Start of Data for this exercise

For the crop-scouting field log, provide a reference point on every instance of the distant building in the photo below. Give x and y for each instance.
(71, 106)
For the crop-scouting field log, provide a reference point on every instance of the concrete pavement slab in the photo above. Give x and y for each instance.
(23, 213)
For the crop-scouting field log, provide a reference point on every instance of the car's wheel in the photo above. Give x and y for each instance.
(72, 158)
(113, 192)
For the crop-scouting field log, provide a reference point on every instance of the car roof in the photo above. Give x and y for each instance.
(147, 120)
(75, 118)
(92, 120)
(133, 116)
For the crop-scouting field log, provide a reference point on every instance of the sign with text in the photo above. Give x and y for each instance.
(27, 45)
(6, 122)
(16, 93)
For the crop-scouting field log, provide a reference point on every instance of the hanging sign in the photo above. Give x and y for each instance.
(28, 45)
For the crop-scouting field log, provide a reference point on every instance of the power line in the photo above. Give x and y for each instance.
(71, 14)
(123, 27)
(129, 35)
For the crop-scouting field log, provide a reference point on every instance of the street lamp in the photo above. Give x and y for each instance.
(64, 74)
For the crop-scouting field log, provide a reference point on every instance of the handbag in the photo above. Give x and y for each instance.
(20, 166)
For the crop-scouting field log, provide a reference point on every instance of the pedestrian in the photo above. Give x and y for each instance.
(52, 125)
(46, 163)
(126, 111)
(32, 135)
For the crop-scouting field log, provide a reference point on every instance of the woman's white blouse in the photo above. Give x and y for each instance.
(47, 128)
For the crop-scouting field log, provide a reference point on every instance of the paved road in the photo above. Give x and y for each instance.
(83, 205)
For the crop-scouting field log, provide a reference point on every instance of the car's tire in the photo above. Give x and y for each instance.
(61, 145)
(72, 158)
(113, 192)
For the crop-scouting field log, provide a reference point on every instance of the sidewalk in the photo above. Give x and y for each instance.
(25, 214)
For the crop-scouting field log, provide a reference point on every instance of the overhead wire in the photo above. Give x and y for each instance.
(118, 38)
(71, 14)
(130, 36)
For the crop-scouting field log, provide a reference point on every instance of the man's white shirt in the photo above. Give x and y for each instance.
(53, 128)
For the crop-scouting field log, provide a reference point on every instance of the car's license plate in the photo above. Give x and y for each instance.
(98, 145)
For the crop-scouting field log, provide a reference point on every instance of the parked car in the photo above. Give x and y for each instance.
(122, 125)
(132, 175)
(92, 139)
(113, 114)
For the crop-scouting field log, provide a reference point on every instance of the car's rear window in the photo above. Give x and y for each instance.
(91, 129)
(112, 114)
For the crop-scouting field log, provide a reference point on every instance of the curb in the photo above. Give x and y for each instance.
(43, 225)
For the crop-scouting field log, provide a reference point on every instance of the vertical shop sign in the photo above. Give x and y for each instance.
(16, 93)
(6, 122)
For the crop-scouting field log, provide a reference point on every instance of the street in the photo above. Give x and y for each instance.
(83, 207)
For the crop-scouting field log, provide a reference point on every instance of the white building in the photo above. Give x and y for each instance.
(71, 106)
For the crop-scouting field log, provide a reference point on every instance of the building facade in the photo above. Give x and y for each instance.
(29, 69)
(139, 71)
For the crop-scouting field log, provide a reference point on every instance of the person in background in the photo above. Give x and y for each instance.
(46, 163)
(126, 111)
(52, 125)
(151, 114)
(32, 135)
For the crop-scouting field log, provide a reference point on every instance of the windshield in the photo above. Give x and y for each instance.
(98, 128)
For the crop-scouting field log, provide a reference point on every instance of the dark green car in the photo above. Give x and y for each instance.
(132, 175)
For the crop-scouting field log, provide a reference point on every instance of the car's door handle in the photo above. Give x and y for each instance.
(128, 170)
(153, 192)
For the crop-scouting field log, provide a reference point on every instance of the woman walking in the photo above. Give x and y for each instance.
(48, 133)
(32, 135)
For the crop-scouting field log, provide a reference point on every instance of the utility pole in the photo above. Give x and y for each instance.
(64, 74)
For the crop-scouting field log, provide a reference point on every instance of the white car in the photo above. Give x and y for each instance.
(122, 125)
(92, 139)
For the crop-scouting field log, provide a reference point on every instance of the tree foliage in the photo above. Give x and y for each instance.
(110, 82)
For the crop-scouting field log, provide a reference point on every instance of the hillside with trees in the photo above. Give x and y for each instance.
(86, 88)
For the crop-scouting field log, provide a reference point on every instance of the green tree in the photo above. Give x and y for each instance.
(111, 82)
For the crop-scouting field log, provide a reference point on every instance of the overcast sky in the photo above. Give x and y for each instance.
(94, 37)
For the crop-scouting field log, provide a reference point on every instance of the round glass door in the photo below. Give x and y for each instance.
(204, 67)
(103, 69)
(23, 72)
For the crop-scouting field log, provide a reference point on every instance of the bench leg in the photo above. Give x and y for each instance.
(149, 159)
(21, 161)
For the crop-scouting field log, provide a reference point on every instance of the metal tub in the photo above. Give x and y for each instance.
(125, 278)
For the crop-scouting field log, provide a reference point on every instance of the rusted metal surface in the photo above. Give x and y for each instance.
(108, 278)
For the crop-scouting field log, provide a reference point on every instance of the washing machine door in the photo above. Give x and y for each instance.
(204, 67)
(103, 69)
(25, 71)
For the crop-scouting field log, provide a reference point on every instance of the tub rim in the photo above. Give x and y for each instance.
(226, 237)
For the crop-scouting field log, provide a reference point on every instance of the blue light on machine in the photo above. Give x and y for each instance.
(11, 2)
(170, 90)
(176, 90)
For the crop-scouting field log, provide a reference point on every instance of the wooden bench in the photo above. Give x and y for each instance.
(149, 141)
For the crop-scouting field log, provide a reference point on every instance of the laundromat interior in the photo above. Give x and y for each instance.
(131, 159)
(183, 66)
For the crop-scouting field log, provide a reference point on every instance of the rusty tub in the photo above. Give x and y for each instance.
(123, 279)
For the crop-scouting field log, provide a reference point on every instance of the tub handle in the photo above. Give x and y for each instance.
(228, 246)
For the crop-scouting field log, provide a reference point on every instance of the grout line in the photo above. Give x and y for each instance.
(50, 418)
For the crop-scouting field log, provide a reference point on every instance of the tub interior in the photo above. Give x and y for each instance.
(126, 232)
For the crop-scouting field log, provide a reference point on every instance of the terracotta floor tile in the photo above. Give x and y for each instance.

End of Data for this exercise

What is expected -
Could you retype all of the records above word for word, without changing anything?

Output of the task -
For the crop-scouting field log, provide a reference point on every instance of the distant building in the photo below. Give x and y for each instance.
(71, 106)
For the crop-scouting field log, provide a reference point on every instance of the concrete pavement slab in the photo above. Give x and y for each instance.
(23, 213)
For the crop-scouting field log, provide a reference point on every instance of the car's wheel in the photo above. Give x and y for each instance.
(72, 158)
(113, 192)
For the crop-scouting field log, provide a reference point on every instance of the car roof in the photo above. Give x and y for each instance.
(147, 120)
(75, 118)
(92, 120)
(133, 116)
For the crop-scouting field log, provide a reference point on every instance of the sign with text in the photo above. Give x and y for each instance.
(27, 45)
(6, 122)
(16, 93)
For the crop-scouting field log, provide a reference point on every instance of the hanging sign in the photo above. Give x and y for each instance.
(28, 45)
For the crop-scouting field log, provide a reference point on every instance of the power line in the photo above. Give x and y for each instance.
(71, 14)
(123, 27)
(129, 35)
For the crop-scouting field log, provide a reference point on every instance of the street lamp in the photo above. Give x and y for each instance.
(64, 74)
For the crop-scouting field log, provide a reference point on every instance of the handbag in the photo above. Give x and y for each instance.
(20, 166)
For the crop-scouting field log, provide a reference point on every instance of the pedestrian in the photo above. Give x and y for each instance.
(52, 125)
(46, 163)
(126, 111)
(32, 135)
For the crop-scouting field log, provide a reference point on every instance of the woman's white blouse in the photo above. Give x and y for each instance.
(47, 128)
For the crop-scouting field log, provide a reference point on every instance of the paved road in the photo above. Give x and y for each instance.
(83, 205)
For the crop-scouting field log, provide a reference point on every instance of the car's tire in the photo above. Give x and y for each instance.
(61, 145)
(72, 158)
(113, 192)
For the crop-scouting field log, provide a reference point on every instance of the sidewalk in the photo above. Give x and y for each instance.
(25, 214)
For the crop-scouting field log, provide a reference point on every instance of the overhead wire in the photo above. Give x and y for each instance.
(118, 38)
(71, 14)
(130, 36)
For the crop-scouting field log, provide a reference point on every instance of the man's white shirt in the photo above. Give x and y for each instance.
(53, 128)
For the crop-scouting field log, provide a reference point on every instance of the car's license plate in the photo above. Give x and y for each instance.
(98, 145)
For the crop-scouting field log, provide a reference point on every instance of the parked car in the photo above. Give x and y for each instance.
(122, 125)
(132, 175)
(92, 139)
(113, 114)
For the crop-scouting field log, provide a reference point on every instance of the car's rear window in the photo above. Give x and y for each instance.
(91, 129)
(112, 114)
For the crop-scouting field log, provide a reference point on every instance of the curb in the photo above. Give x and y for each instance.
(43, 225)
For the crop-scouting field log, provide a reference point on every instance of the vertical shop sign in the photo above. Give x and y for each instance.
(16, 93)
(6, 122)
For the crop-scouting field log, provide a reference point on every instance of the street in the photo above. Give x and y for each instance.
(83, 207)
For the crop-scouting field log, provide a reference point on every instance of the white building in the photo above. Give x and y for each instance.
(71, 106)
For the crop-scouting field log, provide a reference point on every instance of the building facade in the photo above. Give x and y for each instance.
(29, 69)
(139, 71)
For the crop-scouting field log, provide a reference point on every instance of the person in background in the photo above. Give x and y for each instance.
(46, 163)
(126, 111)
(52, 125)
(151, 114)
(32, 135)
For the crop-scouting field log, provide a reference point on every instance of the windshield in the photo above. Give x and y for each instance.
(98, 128)
For the crop-scouting field log, provide a reference point on every instance of the dark green car in the photo above. Give x and y for each instance.
(132, 175)
For the crop-scouting field log, provide a reference point on every instance of the car's door handle in the photo above. Give x and y for each instance.
(128, 170)
(153, 192)
For the crop-scouting field log, provide a reference point on every instance of the woman walking in the photo above. Give x and y for each instance.
(48, 133)
(32, 135)
For the crop-scouting field log, provide a reference point on every instance of the utility pole in the photo above. Give x and y for each instance.
(64, 74)
For the crop-scouting field log, provide a reference point on every instance of the white car in the photo above. Give x and y for each instance.
(122, 125)
(92, 139)
For the crop-scouting field log, provide a reference point on every instance of the tree foliage in the photo above. Give x and y for each instance.
(110, 82)
For the crop-scouting field log, provide a reference point on every instance of the hillside with trees in the photo above. Give x and y for each instance.
(86, 88)
For the crop-scouting field log, provide a reference point on every instance of the green tree in the photo above. Give x and y for each instance.
(111, 82)
For the crop-scouting field log, provide a reference point on every instance of the overcast sky in the photo above. Give x and y for each instance.
(94, 37)
For the crop-scouting field log, provide a reference point on every instance of the round glass door in the photo below. Give x and y for each instance.
(204, 67)
(103, 69)
(23, 72)
For the crop-scouting field log, provide a reference point on every instance of the bench leg in the photo above. Give x and y for each instance.
(149, 159)
(21, 161)
For the crop-scouting field log, provide a reference point on every instance of the metal tub in the photo above. Give x and y for each instance.
(125, 278)
For the crop-scouting field log, provide a reference point on every instance of the rusted metal surface in the photo above. Give x and y for each instance.
(108, 278)
For the crop-scouting field log, provide a reference point on every instance of the washing machine door in the photo above. Give x and y for each instance.
(204, 67)
(103, 69)
(25, 71)
For the crop-scouting field log, provide a reference point on every instance of the tub rim in the photo above. Give x and y for each instance.
(226, 237)
For the crop-scouting field log, provide a reference point on every instance of the blue light on machine in the photo above. Give x and y for each instance.
(11, 2)
(170, 90)
(176, 90)
For the crop-scouting field log, provide a reference point on every instance of the wooden bench in the photo above. Give x and y for each instance.
(149, 141)
For the crop-scouting field log, provide a reference point on every instance of the laundromat interior in the photo above. Give x and y for each instance.
(131, 159)
(183, 66)
For the crop-scouting field log, provide a reference point on every instance of the rusty tub in the photo above. Give x and y for each instance.
(123, 279)
For the crop-scouting field log, provide a reference point on every instance of the tub handle in the photo above. Give x and y for each instance.
(228, 246)
For the crop-scouting field log, provide a reference point on every instance of the grout line in the photo above. Give x and y for each instance.
(50, 418)
For the crop-scouting field log, provide a reference point on every instance of the tub interior in the photo above. Give x and y for each instance.
(126, 232)
For the crop-scouting field log, provide a reference point on every instance of the terracotta floor tile in the photo above. Give x and y for each instance.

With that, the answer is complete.